### [WRITTEN TASK]
Only the lines from the line holding "Place one dot per instance of the door glass" to the last line should be output, each exactly as given.
________________
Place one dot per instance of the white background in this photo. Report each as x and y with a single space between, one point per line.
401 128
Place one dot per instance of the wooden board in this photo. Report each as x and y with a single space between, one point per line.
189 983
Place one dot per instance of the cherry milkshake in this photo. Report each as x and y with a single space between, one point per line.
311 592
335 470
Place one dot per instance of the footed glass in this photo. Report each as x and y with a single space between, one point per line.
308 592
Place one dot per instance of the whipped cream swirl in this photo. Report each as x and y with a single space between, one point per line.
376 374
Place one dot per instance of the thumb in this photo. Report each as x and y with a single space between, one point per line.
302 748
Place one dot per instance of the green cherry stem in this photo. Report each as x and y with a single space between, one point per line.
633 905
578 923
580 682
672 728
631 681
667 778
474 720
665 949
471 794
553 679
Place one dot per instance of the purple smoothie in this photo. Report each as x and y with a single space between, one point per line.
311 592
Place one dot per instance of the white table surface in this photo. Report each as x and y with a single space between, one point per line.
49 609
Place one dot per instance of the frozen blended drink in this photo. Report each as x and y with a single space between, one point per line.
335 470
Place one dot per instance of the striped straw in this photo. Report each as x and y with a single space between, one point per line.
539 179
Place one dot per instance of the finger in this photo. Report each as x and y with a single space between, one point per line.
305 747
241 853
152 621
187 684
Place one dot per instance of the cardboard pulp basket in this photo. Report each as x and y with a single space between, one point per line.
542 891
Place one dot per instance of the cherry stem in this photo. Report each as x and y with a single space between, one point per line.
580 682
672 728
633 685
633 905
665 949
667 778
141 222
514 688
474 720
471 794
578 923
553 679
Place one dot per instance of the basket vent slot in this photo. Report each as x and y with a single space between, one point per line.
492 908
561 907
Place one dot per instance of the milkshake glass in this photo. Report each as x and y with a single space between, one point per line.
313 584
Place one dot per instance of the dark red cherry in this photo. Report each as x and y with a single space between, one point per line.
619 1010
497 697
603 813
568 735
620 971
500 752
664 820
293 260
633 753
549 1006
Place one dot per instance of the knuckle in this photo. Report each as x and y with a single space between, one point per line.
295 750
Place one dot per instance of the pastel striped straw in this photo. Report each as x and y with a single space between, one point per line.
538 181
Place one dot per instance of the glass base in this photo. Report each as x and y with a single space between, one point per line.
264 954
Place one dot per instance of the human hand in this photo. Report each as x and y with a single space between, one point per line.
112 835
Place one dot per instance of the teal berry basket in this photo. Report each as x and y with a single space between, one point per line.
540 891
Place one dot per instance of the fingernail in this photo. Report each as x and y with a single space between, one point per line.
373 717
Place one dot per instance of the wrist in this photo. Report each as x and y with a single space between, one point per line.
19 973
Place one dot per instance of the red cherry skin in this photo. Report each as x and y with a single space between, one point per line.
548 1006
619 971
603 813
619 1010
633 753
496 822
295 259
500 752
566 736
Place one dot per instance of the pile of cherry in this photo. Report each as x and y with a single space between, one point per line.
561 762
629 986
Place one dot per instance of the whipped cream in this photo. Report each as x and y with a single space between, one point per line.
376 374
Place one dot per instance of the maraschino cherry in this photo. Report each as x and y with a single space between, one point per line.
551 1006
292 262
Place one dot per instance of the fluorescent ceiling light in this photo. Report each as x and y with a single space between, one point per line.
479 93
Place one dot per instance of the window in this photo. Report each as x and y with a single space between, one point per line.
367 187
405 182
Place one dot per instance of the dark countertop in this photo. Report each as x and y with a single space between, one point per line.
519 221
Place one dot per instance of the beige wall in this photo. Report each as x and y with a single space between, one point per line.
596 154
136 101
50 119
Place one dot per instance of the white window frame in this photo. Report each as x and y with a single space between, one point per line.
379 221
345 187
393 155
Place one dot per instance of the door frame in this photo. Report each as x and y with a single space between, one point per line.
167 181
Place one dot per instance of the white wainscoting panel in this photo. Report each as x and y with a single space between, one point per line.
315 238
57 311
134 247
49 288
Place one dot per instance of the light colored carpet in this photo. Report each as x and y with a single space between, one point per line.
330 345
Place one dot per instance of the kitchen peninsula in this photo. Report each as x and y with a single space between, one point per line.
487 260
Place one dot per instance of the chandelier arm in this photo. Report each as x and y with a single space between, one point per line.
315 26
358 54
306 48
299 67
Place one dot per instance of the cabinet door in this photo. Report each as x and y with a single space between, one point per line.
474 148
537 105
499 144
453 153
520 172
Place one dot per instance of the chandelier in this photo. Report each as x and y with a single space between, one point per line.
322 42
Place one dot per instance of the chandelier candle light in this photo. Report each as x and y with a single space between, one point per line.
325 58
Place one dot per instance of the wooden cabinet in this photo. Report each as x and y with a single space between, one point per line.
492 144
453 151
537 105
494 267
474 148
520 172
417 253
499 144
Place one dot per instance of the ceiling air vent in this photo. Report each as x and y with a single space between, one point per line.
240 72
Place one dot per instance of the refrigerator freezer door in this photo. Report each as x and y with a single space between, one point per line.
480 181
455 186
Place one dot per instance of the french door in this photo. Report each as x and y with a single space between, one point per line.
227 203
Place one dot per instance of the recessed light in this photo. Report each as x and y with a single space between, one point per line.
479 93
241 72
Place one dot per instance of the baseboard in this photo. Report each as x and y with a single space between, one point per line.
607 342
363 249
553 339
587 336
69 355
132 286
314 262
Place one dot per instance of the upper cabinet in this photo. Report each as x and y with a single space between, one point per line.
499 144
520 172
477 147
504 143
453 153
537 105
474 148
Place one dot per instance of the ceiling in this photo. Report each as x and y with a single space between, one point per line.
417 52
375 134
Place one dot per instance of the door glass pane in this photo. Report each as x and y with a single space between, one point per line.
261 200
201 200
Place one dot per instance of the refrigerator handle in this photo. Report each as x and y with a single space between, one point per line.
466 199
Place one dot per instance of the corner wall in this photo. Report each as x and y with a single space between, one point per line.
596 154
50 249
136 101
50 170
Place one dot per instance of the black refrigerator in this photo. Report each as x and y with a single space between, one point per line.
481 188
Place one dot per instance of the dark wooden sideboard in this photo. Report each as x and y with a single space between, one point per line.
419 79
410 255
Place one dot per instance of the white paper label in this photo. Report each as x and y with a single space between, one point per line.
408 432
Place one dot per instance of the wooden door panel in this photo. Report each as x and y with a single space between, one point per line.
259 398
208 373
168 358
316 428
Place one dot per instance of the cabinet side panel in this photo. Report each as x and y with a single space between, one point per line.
________________
### [TASK SOLUTION]
Place one dot per instance of the door glass pane in this photo. Report each as x and y with a single space between, one point per line.
261 200
201 200
Place one dot per instance of the refrigerator handle in this photo. Report each as x and y with a single space between, one point per line.
466 199
Place one dot per instance of the corner wall in this photo. Report each as x and y with a single space between, one point per line.
596 154
50 249
136 101
50 170
Place one dot per instance of the black refrigerator in this photo. Report each as x and y with a single space between, one point per line.
481 188
Place one dot per instance of the dark wooden sideboard in this photo. Report each as x and y with a single space between, one point per line.
419 79
410 255
Place one dot per instance of the white paper label in this photo. Report each as x and y with a single space between, one point per line.
408 432
Place one dot per instance of the wooden door panel in this photo. Report each as x and y with a single space between, one point per line.
259 398
208 373
168 358
316 428
Place one dot per instance of the cabinet side panel in this photo. Report each as x and y with a single space between, one point per line.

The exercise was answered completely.